**Short task 1**
In the entries, begin at the line that contains "of the 燒臘味場" and continue through the final line. Reproduce those lines with "vertical sign" swapped for "hanging sign" and everything else left as it stands.

**Passage provided**
>> START
# OCF Start Up Kit



## jenko (Mar 18, 2014)

My goal this summer is to learn the basics of OCF. I will be needing a start up kit, and your help! 

I have a speedlight: Nikon SB-700. I am only going to use one light for now. I may add another later on. 

I would like suggestions on the following items. Please provide a link if possible. 

1. Sync Kits

2. Umbrella

3. Light Stand

And anything else you think would be useful. 

I would like to keep the budget under $500, but I am willing to pay a bit more for quality and items that will last. 

I appreciate any input you have!


----------



## Braineack (Mar 18, 2014)

1: Amazon.com: Yongnuo RF-603 N3 2.4GHz Wireless Flash Trigger/Wireless Shutter Release Transceiver Kit for Nikon D90/D3100/D5000/D7000: Camera & Photo
2-3: Amazon.com: ePhoto flash Photograph y Studio off Camera Flash Lighting Flash Mount by ePhoto INC UB1W: Camera & Photo

Price: $60.  This represents the extreme low end of the scale, a true "start-up" kit


----------



## runnah (Mar 18, 2014)

Soft Box.
>> END
(Records from a dataset)
>> START
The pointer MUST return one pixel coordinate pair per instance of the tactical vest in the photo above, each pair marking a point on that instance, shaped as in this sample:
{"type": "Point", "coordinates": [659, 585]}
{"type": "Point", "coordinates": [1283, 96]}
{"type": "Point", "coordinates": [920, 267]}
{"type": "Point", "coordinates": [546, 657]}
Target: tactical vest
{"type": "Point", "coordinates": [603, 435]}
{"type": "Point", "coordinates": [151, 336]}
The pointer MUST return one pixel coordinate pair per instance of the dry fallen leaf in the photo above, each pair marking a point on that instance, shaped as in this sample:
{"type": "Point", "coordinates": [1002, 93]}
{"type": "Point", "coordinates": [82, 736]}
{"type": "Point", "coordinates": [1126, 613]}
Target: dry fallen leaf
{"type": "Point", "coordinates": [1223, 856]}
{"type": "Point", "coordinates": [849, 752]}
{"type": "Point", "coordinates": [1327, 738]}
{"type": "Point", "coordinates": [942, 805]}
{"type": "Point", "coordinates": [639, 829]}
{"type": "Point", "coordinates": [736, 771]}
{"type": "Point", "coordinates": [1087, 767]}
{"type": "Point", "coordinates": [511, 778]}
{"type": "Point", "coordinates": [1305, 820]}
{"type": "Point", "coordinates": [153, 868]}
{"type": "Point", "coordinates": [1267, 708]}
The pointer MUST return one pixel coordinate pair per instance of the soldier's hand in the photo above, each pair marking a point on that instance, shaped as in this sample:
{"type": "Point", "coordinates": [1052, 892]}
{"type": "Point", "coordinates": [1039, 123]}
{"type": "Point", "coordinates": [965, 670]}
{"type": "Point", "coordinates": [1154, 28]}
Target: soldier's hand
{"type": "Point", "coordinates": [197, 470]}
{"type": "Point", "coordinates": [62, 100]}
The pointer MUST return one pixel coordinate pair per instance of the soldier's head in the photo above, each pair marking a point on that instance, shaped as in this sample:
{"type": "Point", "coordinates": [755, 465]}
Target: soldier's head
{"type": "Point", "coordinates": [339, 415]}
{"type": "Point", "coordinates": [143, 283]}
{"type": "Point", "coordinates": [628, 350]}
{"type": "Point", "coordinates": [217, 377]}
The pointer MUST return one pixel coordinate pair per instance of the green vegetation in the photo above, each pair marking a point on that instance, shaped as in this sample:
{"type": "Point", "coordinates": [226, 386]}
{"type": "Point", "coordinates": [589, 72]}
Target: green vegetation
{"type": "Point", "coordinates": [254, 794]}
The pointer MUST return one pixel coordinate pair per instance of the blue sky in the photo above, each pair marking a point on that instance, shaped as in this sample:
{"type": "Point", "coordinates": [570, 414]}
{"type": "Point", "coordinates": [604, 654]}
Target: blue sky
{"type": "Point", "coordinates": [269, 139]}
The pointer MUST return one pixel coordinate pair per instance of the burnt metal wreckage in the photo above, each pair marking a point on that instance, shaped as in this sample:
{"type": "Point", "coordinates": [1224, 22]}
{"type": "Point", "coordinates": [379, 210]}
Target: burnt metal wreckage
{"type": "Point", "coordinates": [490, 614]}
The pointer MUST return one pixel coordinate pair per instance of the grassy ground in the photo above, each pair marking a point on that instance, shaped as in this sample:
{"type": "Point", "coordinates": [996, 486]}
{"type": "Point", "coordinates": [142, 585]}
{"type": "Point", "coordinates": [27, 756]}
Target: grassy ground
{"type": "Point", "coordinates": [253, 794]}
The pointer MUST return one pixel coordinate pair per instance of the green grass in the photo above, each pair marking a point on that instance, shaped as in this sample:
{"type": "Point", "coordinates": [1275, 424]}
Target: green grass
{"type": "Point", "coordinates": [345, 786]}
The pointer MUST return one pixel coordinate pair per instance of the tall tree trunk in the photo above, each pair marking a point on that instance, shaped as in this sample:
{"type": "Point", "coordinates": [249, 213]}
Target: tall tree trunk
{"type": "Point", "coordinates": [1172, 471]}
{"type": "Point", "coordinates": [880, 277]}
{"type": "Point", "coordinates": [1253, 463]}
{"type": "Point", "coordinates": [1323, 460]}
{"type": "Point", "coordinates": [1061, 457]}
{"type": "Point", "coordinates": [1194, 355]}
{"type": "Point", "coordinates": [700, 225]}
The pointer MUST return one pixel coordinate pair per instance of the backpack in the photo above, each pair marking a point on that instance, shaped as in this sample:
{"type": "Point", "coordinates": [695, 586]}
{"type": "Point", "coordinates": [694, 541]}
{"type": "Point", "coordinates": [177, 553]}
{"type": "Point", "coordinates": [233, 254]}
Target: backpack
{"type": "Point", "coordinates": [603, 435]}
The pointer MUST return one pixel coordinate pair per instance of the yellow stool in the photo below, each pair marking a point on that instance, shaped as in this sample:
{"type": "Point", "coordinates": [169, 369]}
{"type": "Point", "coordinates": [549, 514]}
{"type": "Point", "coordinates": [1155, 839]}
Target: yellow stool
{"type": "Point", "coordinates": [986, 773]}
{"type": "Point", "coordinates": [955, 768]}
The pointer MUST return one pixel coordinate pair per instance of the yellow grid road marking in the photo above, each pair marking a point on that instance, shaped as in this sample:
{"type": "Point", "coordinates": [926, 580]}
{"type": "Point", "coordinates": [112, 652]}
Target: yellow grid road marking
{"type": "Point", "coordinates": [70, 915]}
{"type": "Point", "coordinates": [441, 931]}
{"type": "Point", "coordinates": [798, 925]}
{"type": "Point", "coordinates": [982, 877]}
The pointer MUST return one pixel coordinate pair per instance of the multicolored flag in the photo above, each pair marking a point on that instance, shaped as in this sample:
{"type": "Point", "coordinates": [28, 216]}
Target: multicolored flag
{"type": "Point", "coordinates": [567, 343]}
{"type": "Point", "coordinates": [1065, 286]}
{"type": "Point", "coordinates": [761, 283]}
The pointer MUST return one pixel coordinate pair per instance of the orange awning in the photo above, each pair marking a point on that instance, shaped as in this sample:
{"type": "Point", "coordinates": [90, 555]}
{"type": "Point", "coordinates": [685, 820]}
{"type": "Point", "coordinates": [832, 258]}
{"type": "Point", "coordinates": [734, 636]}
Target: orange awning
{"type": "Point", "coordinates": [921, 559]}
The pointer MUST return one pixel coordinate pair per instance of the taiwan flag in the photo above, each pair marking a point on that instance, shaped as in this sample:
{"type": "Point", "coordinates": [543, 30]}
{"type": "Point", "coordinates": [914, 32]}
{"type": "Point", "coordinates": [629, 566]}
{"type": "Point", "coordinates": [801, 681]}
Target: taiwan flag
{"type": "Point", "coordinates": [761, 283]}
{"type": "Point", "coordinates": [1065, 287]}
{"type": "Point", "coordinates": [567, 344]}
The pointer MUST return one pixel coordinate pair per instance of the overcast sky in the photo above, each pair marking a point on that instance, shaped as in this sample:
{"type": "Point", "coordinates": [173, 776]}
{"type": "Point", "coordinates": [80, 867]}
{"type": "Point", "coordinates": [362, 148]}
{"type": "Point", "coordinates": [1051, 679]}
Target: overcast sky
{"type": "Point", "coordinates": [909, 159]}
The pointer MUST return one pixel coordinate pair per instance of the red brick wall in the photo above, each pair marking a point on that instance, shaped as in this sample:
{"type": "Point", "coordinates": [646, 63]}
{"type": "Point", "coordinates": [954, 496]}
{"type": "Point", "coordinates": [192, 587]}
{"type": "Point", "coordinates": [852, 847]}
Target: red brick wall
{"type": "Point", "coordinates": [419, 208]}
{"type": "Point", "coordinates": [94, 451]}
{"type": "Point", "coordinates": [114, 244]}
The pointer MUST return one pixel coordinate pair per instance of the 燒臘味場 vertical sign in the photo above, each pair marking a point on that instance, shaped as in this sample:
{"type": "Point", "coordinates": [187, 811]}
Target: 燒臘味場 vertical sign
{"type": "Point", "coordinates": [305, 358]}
>> END
**Short task 2**
Answer these questions using the forum thread on an off-camera flash start-up kit:
(a) Which speedlight does the original poster own?
(b) Under what amount does the original poster hope to keep the budget?
(c) What price is given for the kit described as the extreme low end of the scale?

**Written solution 1**
The pointer MUST return one pixel coordinate pair per instance of the 燒臘味場 hanging sign in the photo above, each pair marking a point on that instance, shaped as in this sample:
{"type": "Point", "coordinates": [187, 811]}
Target: 燒臘味場 hanging sign
{"type": "Point", "coordinates": [305, 358]}

**Written solution 2**
(a) A Nikon SB-700.
(b) $500.
(c) $60.